What needs to be done —
You are asked to copy the entire listing exactly, apart from its pictures.
-=-=-
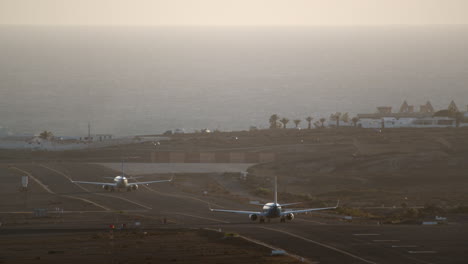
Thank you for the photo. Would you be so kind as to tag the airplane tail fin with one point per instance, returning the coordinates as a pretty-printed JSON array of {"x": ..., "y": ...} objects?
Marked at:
[
  {"x": 276, "y": 190},
  {"x": 123, "y": 175}
]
-=-=-
Final answer —
Thank you for the photo. Would you be so kind as to tag the airplane tail fin with one point per instance, returning the coordinates as a pretty-printed JSON array of {"x": ..., "y": ...} objects?
Marked at:
[
  {"x": 276, "y": 190},
  {"x": 123, "y": 175}
]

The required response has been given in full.